## PROBLEM REQUIREMENTS
Pictures appear in the records below; write out everything else exactly.

## DATA EXTRACTS
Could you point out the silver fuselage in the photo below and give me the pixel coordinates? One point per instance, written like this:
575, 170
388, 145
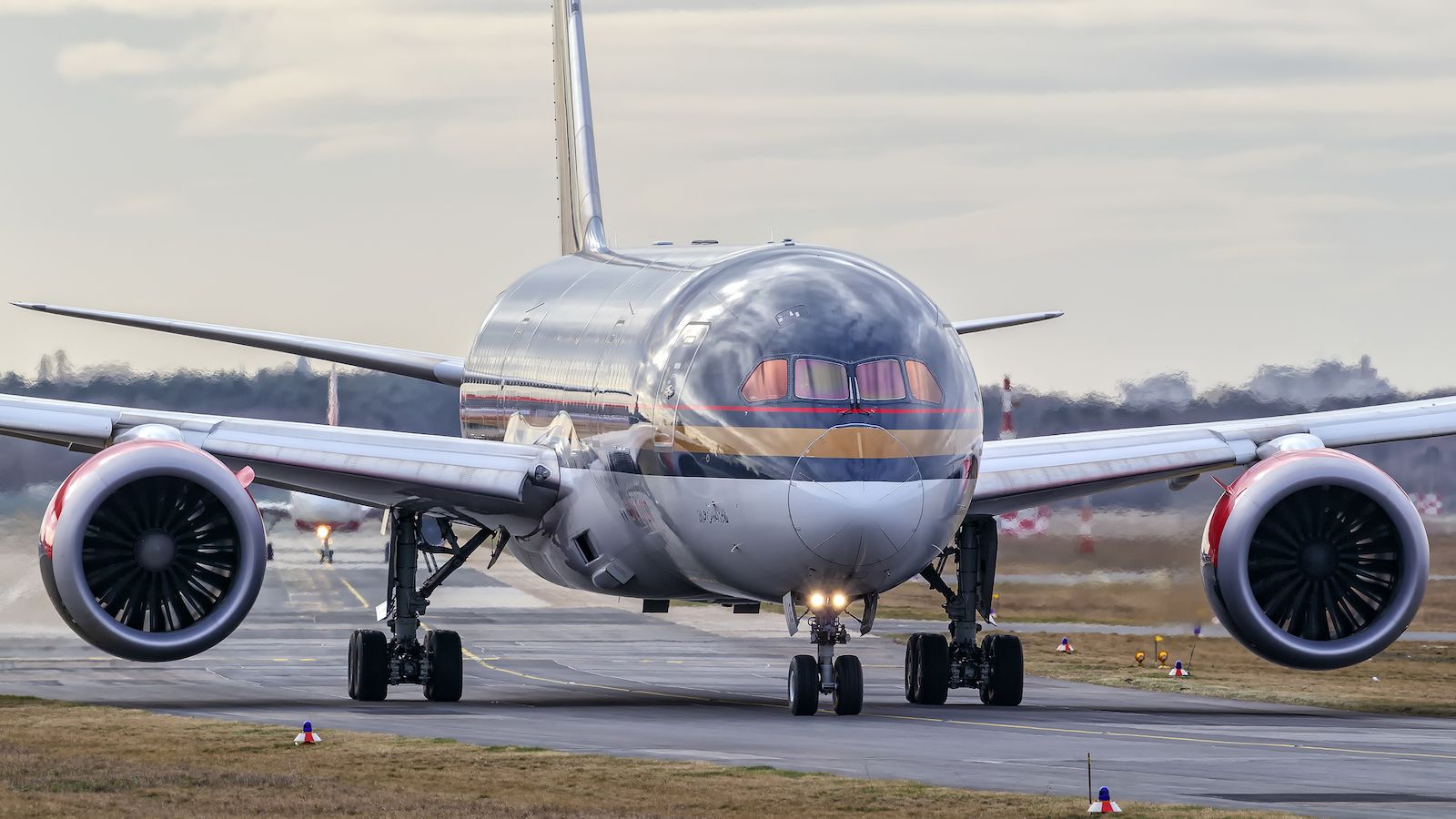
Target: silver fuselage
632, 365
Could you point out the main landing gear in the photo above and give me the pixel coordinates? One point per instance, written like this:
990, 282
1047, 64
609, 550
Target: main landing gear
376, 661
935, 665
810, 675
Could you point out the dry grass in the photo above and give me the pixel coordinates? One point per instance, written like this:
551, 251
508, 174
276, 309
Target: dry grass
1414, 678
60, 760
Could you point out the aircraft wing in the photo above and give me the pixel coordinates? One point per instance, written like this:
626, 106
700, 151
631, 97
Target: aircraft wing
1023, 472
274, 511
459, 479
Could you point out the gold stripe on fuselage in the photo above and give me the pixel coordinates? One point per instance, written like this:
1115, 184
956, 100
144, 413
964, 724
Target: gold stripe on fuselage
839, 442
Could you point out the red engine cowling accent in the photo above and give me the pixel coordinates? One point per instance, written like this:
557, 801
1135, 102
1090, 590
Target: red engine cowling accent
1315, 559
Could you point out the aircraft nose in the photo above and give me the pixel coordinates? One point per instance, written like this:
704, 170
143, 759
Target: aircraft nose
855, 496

## RESPONSE TO THIS TASK
Could you point out the silver fuselage in the photo below and give me the pixel coordinates? One point per instance, written like this:
575, 170
388, 145
Target: silver fuselage
632, 365
Could you point out the main landing gear in the photo above and give me the pixel coordinates? One point per instance, written like this:
990, 282
1047, 64
609, 550
Target: main landing gear
376, 661
935, 665
810, 675
Could you point out the dry grass in the photo above and give me the pixel coordinates? One point per instance, written like this:
551, 251
508, 174
276, 309
Target: dry grass
1414, 678
60, 760
Could you point out the aircraft wing in the photo above and give me the pixel coordinates? One point per instance, written like this:
626, 106
700, 151
631, 97
Target: aircraft wing
1023, 472
274, 511
459, 479
Could you point out the gold stripe on fuselage in the photo above and give me the pixel coordinates? One point per instance, written like this:
1115, 184
956, 100
144, 413
964, 724
Target: gold stripe on fuselage
839, 442
Could you point out the red engine cowling accent in the photo above and give me the pixel coordinates? One point per instance, written like this:
557, 801
1135, 102
1090, 590
Target: red engine cowling accent
1315, 559
Could you point out the aircraft nose in the photo above and give me the pixel coordinates? One point per instance, written like this:
704, 170
143, 759
Target: aircraft nose
855, 496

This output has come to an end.